__ТЕКСТ ДЛЯ ЧТЕНИЯ__
■ ■ ■ ■ ■

А взгляд радостный и довольный. За его словами звучит: “Ну и молодчина”.
– Просто по впечатлению? – повторяет. Мне в похвалу.
Но не в радость мне была эта угаданная похвала. Я сквозь нее расслышала и крик одиночества, и боль нарастающей смертной тоски[1182].
Позже, в разговоре с А. Миклашевской, поэт жаловался, по своему обыкновению подтасовывая факты: “Анатолий все сделал, чтобы поссорить меня с Райх <…>. Уводил меня из дому, постоянно твердил, что поэт не должен быть женат: “Ты еще ватные наушники надень”. Развел меня с Райх, а сам женился и оставил меня одного…”[1183] Как Есенин ни сдерживал ревность и обиду, все же они подтачивали дружбу.
Сергей Есенин и Айседора Дункан. 1922 (?)
И вот – вскоре ему представился случай взять реванш…
Вспоминает Никритина:
Есенин со всей его душевной тонкостью почувствовал, что у нас с Мариенгофом возникает что-то настоящее.
Был вечер у Жоржа Якулова в студии. <…> Туда привезли и Дункан. На этот вечер Жорж пригласил и нас троих…
Поехали… И сразу же, с первого взгляда, Изадора влюбилась в Есенина… Весь вечер они не расставались, и… уехали оттуда мы уже вдвоем с Мариенгофом, а Есенин уехал с Дункан. Примерно месяца через два он совсем переехал на Пречистенку к Дункан, а я переехала на Богословский, вышла замуж за Мариенгофа и прожила с ним всю жизнь[1184].

■ ■ ■ ■ ■

__ЗАДАНИЕ__
Куда, согласно тексту для чтения, переехал Есенин примерно через два месяца после вечера в студии Жоржа Якулова? Материалы представляют собой отдельную часть и с текстом не связаны.

■ ■ ■ ■ ■

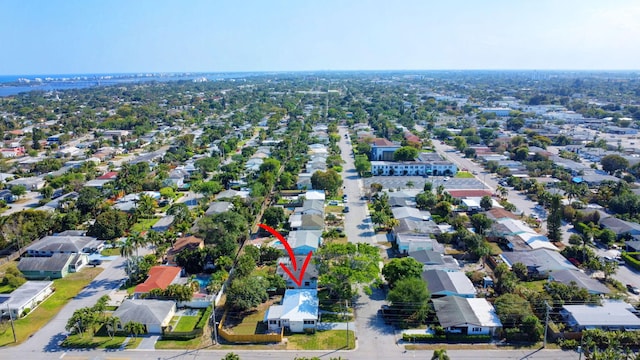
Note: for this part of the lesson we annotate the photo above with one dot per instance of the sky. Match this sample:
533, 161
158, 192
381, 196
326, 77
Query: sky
144, 36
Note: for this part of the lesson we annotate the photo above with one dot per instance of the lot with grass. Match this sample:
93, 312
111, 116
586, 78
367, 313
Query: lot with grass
66, 289
88, 341
186, 323
464, 175
110, 252
144, 224
321, 340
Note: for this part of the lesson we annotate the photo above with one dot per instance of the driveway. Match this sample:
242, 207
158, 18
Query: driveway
47, 338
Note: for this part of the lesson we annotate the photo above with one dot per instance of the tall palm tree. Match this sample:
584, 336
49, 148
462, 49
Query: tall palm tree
137, 240
126, 250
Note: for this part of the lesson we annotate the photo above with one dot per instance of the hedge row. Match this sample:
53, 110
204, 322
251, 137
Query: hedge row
630, 258
460, 338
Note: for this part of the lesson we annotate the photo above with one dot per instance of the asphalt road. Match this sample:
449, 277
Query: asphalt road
48, 337
357, 224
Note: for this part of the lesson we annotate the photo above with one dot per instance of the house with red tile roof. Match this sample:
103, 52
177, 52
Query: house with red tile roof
111, 175
159, 278
383, 149
184, 243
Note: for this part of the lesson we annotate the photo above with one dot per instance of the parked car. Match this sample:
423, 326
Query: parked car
95, 262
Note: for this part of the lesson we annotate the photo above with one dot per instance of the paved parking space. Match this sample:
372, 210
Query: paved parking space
400, 182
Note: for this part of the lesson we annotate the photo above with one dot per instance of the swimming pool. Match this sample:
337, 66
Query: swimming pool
203, 280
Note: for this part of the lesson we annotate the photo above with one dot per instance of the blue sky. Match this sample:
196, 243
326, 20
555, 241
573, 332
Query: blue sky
97, 36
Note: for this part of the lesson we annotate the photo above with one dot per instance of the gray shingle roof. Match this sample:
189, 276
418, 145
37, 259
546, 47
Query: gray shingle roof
144, 311
57, 262
455, 311
62, 243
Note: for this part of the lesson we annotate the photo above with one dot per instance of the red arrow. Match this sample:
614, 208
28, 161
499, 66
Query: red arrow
284, 242
292, 256
298, 281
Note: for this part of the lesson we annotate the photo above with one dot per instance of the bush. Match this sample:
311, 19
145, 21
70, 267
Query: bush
568, 344
630, 259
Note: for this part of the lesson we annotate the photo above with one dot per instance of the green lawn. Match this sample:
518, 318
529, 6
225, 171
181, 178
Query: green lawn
144, 224
110, 252
186, 323
464, 174
101, 342
321, 340
537, 285
66, 289
175, 344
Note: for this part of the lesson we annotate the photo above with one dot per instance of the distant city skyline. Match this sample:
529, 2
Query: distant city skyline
164, 36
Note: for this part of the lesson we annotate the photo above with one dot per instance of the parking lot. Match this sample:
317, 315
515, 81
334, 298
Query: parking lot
400, 182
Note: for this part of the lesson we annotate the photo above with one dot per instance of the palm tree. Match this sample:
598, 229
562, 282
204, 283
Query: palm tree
440, 354
137, 240
126, 250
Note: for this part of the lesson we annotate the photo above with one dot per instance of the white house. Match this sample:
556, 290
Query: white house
155, 315
25, 298
298, 312
475, 316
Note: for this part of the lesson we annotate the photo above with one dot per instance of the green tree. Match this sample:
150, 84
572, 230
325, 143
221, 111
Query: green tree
554, 222
362, 164
405, 153
18, 190
440, 354
512, 309
613, 163
481, 223
401, 268
410, 298
486, 203
134, 328
273, 216
110, 224
246, 293
89, 201
329, 181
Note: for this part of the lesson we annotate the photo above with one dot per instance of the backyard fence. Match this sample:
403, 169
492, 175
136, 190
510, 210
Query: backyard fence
253, 338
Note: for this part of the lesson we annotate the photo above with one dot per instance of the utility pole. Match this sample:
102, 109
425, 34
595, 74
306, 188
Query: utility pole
546, 324
346, 309
13, 329
215, 325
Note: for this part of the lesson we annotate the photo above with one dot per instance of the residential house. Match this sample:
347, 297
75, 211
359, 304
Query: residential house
155, 315
311, 207
309, 278
181, 244
411, 213
611, 315
311, 222
539, 262
298, 312
581, 280
383, 149
64, 244
25, 298
448, 283
159, 278
408, 243
468, 316
30, 183
620, 227
435, 260
315, 195
302, 241
7, 196
55, 266
163, 224
218, 207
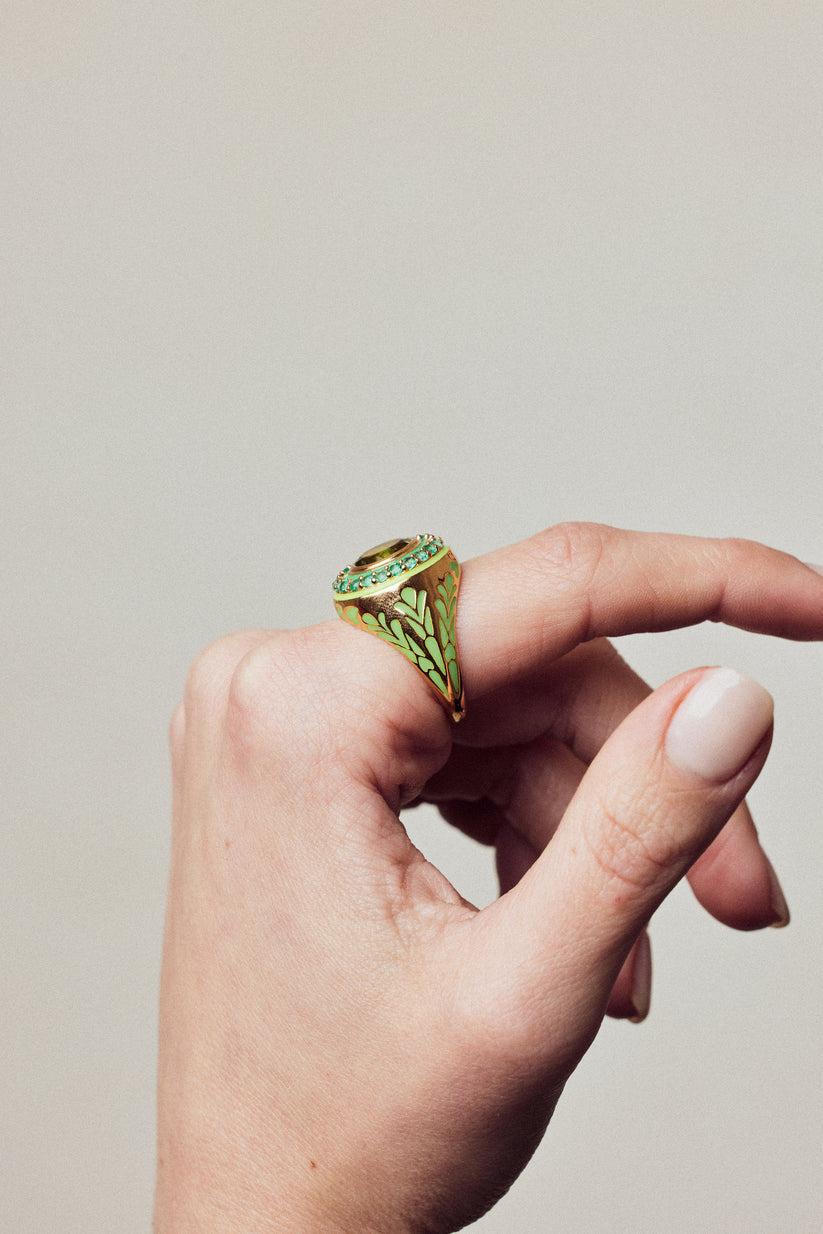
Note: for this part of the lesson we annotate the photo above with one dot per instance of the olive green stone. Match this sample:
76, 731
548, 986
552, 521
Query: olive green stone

■ ■ ■ ■ ■

__ПОЛНЫЙ ОТВЕТ__
Примерно через два месяца Есенин совсем переехал на Пречистенку к Дункан.